This article first appeared in Broad and Liberty

Although the Delaware County Council has had next year’s proposed budget in hand since the beginning of November, the county won’t be putting it online for public review until Thursday, making it the last of the four southeastern “collar counties” to make the document available over the internet.

As a result, Delco citizens and other interested parties will only have six days to review the document — estimated to be several hundred pages in length — before the budget is expected to be adopted in the second week of December before the new fiscal year begins on Jan. 1.

On Friday the county distributed a press release announcing the first budget meeting is scheduled for this coming Wednesday, Dec. 7 at 6 p.m. That will be immediately followed the next day by a public hearing on the budget at 10 a.m.

“The Proposed Budget will be posted online after the public hearing on December 8, so any changes would be incorporated,” the release said.

“Council is expected to consider the budget for final passage on December 14, 2022,” the release noted further.

| Objective a |
Retype the part of the entries that opens with the line containing "of the palestinian" and closes with the line containing "the grey jacket", both of those lines included.
The entries that follow are unrelated to the Delaware County budget article.

| Raw data |
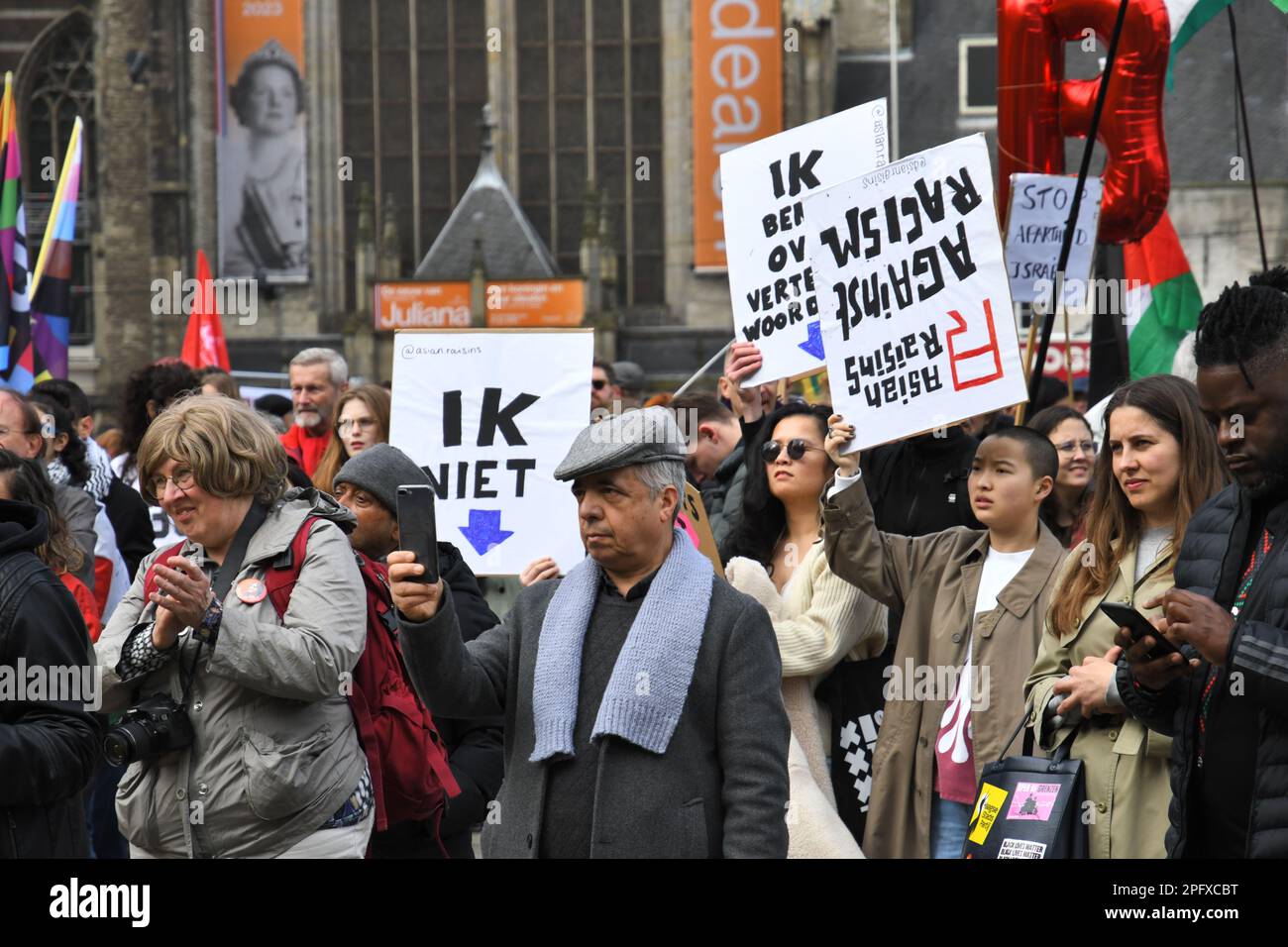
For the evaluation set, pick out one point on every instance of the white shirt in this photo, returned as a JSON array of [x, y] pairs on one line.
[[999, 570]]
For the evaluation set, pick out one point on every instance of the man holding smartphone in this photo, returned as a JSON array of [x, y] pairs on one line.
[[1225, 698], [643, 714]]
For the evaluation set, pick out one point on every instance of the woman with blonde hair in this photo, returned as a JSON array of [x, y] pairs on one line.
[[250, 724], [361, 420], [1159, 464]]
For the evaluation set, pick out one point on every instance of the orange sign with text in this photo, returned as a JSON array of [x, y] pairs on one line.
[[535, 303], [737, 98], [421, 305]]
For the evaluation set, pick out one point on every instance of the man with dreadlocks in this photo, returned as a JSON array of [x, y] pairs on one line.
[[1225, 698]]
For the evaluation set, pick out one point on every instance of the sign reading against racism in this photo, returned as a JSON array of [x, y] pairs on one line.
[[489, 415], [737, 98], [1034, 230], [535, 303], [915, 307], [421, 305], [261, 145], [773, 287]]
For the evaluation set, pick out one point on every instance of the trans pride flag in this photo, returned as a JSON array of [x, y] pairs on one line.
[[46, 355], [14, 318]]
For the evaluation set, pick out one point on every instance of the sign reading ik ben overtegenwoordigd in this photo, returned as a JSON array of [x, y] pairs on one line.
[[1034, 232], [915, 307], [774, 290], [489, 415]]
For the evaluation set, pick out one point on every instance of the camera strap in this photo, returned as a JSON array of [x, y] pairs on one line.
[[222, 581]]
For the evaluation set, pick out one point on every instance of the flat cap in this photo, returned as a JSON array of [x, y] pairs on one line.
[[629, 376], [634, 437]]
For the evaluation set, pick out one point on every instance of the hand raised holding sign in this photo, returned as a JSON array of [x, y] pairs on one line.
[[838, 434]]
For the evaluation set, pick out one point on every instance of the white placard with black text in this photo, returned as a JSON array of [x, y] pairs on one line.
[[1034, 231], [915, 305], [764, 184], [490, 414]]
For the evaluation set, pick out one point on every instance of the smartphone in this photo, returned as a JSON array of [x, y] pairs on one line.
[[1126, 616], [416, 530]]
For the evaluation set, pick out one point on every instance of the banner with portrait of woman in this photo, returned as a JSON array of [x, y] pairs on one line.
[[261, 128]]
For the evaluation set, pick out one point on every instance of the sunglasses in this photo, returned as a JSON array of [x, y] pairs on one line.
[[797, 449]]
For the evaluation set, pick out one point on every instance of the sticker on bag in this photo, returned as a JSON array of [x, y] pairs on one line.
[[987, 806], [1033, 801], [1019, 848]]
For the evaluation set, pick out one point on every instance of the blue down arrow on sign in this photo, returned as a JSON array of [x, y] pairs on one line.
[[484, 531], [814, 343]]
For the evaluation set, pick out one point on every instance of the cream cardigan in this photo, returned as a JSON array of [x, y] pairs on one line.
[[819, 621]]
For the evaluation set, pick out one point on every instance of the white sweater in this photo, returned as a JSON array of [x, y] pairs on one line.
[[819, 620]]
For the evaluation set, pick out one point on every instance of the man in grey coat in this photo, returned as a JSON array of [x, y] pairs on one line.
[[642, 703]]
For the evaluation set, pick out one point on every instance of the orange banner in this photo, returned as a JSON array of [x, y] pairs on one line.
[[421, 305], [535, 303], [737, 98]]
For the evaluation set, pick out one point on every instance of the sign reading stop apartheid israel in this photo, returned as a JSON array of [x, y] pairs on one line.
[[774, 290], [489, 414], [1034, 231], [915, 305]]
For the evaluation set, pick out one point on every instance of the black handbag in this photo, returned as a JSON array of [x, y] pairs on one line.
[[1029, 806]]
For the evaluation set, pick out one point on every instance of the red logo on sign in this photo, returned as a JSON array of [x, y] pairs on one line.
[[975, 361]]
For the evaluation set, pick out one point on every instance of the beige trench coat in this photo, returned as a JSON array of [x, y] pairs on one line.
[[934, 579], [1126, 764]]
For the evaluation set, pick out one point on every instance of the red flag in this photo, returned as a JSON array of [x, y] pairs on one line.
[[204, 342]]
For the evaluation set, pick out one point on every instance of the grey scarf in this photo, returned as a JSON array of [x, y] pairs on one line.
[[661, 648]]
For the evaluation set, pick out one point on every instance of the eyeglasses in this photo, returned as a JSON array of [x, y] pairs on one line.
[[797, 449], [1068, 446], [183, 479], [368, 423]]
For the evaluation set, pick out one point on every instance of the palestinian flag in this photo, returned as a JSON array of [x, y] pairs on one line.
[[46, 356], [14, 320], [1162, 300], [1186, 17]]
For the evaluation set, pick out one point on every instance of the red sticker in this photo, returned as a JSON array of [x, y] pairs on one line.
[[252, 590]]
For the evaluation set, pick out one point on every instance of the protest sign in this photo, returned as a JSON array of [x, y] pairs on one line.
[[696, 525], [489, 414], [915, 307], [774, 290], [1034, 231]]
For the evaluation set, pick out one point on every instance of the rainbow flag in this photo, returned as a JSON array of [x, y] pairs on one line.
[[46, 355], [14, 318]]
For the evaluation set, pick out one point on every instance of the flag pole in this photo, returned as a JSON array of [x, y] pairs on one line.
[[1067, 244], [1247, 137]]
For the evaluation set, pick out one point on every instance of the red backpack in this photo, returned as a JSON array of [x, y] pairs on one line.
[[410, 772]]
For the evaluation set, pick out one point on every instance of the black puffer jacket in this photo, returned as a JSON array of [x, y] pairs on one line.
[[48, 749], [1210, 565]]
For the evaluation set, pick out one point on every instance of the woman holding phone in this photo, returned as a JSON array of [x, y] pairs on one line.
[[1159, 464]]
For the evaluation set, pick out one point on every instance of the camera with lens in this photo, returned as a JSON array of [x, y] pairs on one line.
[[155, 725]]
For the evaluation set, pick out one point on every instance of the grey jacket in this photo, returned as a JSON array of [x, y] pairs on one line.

...

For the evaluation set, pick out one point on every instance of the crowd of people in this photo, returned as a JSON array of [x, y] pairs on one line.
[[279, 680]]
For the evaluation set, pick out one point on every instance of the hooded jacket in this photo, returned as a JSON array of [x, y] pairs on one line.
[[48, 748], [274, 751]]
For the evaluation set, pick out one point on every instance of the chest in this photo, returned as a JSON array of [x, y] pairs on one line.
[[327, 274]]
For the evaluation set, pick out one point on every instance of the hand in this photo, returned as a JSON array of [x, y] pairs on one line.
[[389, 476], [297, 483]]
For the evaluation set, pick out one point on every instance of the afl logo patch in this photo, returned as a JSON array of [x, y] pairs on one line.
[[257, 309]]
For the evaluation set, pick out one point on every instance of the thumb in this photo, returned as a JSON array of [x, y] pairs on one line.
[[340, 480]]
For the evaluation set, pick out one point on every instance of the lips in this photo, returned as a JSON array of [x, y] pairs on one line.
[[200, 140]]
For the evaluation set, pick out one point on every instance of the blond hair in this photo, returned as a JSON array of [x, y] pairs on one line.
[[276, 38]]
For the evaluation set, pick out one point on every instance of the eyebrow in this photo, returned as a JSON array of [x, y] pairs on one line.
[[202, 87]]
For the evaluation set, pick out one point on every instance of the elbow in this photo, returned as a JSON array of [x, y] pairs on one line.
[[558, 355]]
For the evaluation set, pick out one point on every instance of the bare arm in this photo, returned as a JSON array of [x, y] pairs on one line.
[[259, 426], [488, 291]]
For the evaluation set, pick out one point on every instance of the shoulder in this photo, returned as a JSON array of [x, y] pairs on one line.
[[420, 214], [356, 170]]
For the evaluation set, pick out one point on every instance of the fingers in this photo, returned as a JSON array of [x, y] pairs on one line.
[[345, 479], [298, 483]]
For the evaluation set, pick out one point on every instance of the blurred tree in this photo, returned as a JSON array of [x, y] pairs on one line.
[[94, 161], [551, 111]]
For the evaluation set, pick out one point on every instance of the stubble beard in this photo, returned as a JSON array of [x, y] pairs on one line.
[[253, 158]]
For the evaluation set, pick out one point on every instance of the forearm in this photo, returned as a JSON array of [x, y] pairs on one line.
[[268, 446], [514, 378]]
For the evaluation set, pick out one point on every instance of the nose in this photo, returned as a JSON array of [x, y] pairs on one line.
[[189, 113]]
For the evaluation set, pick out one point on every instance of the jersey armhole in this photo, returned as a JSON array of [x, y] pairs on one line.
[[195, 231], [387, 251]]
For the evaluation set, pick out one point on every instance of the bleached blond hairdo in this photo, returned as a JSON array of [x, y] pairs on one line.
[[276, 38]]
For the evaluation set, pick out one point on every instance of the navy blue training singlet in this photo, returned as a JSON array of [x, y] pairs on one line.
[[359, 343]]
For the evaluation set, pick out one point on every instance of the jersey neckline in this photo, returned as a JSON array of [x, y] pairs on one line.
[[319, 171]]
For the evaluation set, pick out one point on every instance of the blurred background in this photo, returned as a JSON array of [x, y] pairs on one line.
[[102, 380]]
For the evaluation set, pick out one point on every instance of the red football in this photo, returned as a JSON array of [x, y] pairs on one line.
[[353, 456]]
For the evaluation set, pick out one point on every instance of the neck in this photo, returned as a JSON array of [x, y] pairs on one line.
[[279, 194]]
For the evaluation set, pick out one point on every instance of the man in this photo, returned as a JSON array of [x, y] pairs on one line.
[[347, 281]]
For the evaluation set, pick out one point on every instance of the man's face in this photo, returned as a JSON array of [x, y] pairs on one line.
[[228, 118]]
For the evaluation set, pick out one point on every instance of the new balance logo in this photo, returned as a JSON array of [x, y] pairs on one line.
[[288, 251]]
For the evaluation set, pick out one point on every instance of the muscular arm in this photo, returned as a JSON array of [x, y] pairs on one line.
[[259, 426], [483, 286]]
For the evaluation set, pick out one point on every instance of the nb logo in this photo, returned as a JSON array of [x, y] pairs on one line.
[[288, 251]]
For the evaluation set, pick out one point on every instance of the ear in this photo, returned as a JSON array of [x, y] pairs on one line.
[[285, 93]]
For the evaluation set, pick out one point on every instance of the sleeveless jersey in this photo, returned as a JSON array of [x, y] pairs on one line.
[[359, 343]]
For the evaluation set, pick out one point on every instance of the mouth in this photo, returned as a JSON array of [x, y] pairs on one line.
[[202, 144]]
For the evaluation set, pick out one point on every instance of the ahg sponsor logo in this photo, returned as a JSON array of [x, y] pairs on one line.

* * *

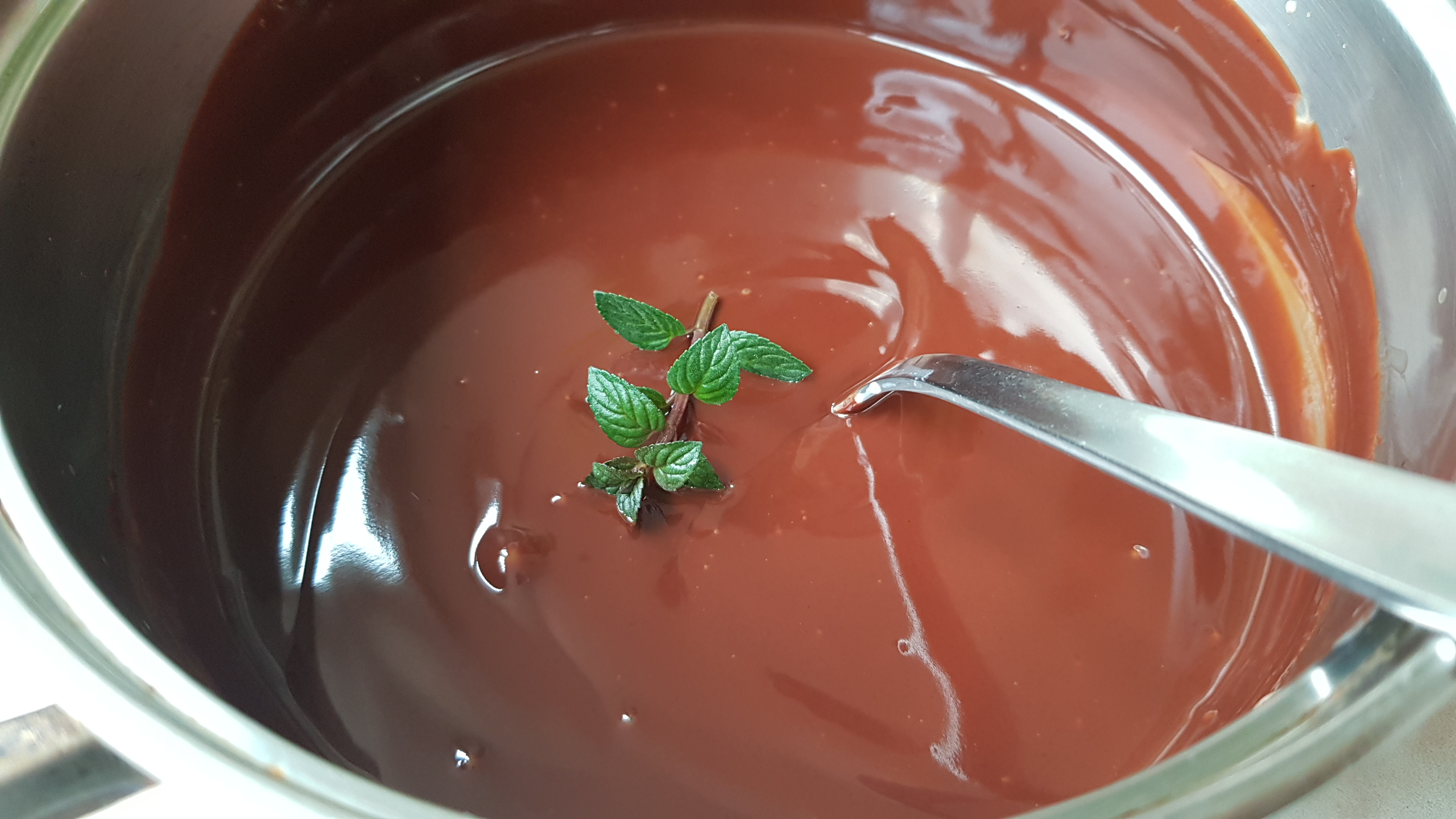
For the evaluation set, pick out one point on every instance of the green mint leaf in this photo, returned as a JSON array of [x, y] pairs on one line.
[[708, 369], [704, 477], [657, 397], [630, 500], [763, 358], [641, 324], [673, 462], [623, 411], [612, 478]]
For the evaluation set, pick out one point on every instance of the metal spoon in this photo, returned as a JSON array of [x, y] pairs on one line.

| Objective b |
According to the article on the Delaware County budget, how many days will Delco citizens have to review the document before it is expected to be adopted?

| Expected output a |
For the evaluation set, pick out one point on every instance of the palestinian flag in this photo, returned as a JSON array of [x, y] pairs on one line.
[[46, 356], [14, 320], [1162, 300], [1186, 17]]
For the evaluation set, pick out one point on every instance of the red sticker in this photo, returned as a JSON array of [x, y] pairs on one line.
[[252, 590]]
For the evaluation set, pick out one point on every instance of the protest sign in this photo, returned as a JSON array of [x, y] pairs on one line.
[[696, 525], [489, 414], [915, 307], [774, 290], [1034, 231]]
For the evaluation set, pick out one point on every instance of the rainbow flag in this photo, returned as a JSON array of [x, y] pairs on one line.
[[46, 355], [14, 318]]
For the evaluation set, pick out one point on every instance of the flag pole in this photo, returned as a JSON array of [x, y] pairs on one line.
[[1067, 244], [1247, 137]]
For the evaluation set, pick out one point on every instance of the red backpack in this photo, returned as a JSON array of [x, y] pairs on one line.
[[410, 772]]
For the evaluation set, pick out one point on every instance of the black puffer jacket in this photo, returned as a JSON array of [x, y] pairs on one line.
[[48, 749], [1210, 565]]
For the evaluation set, pick out one point on every instance of the woman holding phone in this photo, returned as a JSON array of [x, y] pairs on one line.
[[1159, 464]]
For the evaluation set, pick out one point on every instance of the camera with lens in this photo, returned as a JSON array of [x, y] pairs on one line.
[[155, 725]]
For the evaluation set, pick out one point on every instance of the grey jacket in this photo, returned as a JSON array of [x, y] pairs on one line.

| Expected output b |
Six days.